AIM OF THE TASK:
Keep the images out and set the listing below down word for word.

MATERIAL SHOWN:
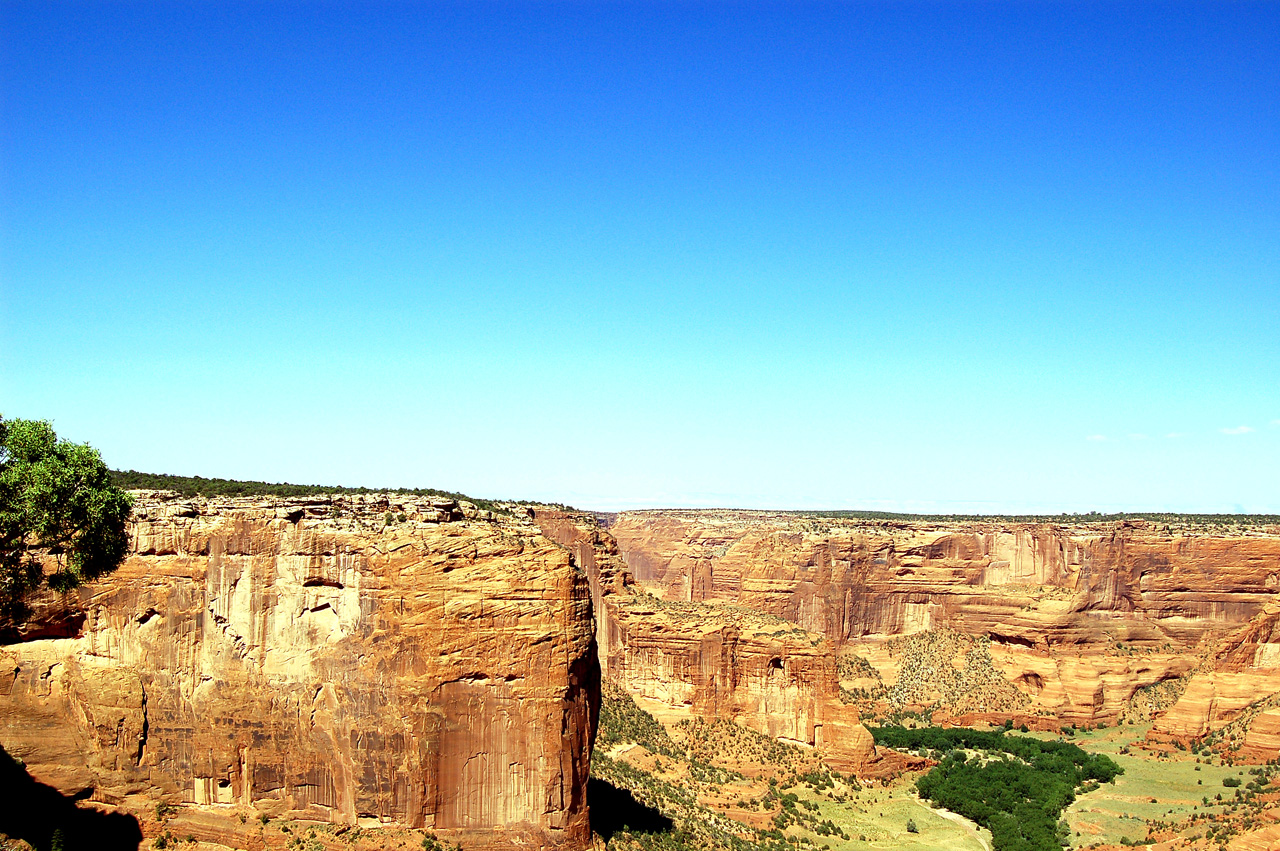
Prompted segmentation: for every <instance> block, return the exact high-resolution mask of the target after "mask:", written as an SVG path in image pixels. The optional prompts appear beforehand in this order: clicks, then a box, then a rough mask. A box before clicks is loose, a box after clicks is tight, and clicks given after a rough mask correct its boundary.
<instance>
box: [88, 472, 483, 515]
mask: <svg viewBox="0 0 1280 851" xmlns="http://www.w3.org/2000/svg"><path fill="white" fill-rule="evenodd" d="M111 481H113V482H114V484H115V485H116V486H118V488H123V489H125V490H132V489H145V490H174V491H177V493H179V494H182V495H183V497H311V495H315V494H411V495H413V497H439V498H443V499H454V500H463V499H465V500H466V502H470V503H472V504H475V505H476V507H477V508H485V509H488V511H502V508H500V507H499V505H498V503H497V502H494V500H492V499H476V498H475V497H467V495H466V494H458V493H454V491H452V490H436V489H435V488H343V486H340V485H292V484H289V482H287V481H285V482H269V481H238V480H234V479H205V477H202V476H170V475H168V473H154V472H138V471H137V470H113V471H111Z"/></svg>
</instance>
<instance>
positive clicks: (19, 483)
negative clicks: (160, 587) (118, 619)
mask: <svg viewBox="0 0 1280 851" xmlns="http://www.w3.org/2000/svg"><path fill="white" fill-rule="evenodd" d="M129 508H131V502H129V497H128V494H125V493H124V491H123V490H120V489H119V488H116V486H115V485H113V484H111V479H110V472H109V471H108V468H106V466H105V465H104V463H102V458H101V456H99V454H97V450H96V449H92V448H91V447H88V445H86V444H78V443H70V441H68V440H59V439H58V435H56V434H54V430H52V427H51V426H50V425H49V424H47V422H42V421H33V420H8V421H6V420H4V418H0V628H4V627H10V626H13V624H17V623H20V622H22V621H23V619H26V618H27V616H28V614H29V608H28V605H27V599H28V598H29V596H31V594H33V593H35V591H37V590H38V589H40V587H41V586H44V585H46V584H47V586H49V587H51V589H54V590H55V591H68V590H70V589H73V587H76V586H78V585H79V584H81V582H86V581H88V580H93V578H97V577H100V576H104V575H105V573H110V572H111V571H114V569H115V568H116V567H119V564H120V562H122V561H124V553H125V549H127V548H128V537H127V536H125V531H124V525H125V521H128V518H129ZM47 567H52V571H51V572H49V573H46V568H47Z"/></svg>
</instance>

ANSWER SECTION:
Prompted segmentation: for every <instance> block, return the exact high-resolution mask of the target after "mask:", written as an SVG path in image pixels. The optional prompts appear beforehand in this order: clicks, then a box, then a rough mask. A box before clicks is loose, a box after clicks is tight, and clicks given after a rough mask correct its boundary.
<instance>
box: [88, 472, 483, 515]
mask: <svg viewBox="0 0 1280 851" xmlns="http://www.w3.org/2000/svg"><path fill="white" fill-rule="evenodd" d="M111 481H113V482H114V484H115V485H116V486H118V488H123V489H125V490H132V489H145V490H174V491H177V493H179V494H182V495H183V497H311V495H315V494H411V495H413V497H439V498H443V499H454V500H463V499H465V500H466V502H470V503H472V504H475V505H476V507H477V508H485V509H488V511H502V508H500V507H499V505H498V503H497V502H494V500H492V499H476V498H475V497H467V495H466V494H458V493H454V491H452V490H436V489H435V488H343V486H340V485H292V484H289V482H287V481H285V482H269V481H238V480H234V479H205V477H202V476H170V475H168V473H154V472H138V471H137V470H113V471H111Z"/></svg>
</instance>
<instance>
positive clicks: (19, 483)
negative clicks: (160, 587) (118, 619)
mask: <svg viewBox="0 0 1280 851" xmlns="http://www.w3.org/2000/svg"><path fill="white" fill-rule="evenodd" d="M129 508H131V502H129V497H128V494H125V493H124V491H123V490H120V489H119V488H116V486H115V485H113V484H111V479H110V472H109V471H108V468H106V466H105V465H104V463H102V458H101V456H99V454H97V450H96V449H92V448H91V447H88V445H86V444H78V443H70V441H68V440H59V439H58V435H56V434H54V430H52V427H51V426H50V425H49V424H47V422H42V421H33V420H8V421H6V420H4V418H0V628H4V627H10V626H13V624H17V623H20V622H22V621H23V619H26V618H27V616H28V614H29V608H28V605H27V599H28V598H29V596H31V594H33V593H35V591H37V590H38V589H40V587H41V586H44V585H46V584H47V586H49V587H51V589H54V590H55V591H68V590H70V589H73V587H76V586H78V585H79V584H81V582H86V581H88V580H93V578H97V577H100V576H104V575H105V573H110V572H111V571H114V569H115V568H116V567H119V564H120V562H122V561H124V553H125V549H127V548H128V537H127V536H125V531H124V525H125V521H128V518H129ZM47 567H52V571H51V572H49V573H46V568H47Z"/></svg>
</instance>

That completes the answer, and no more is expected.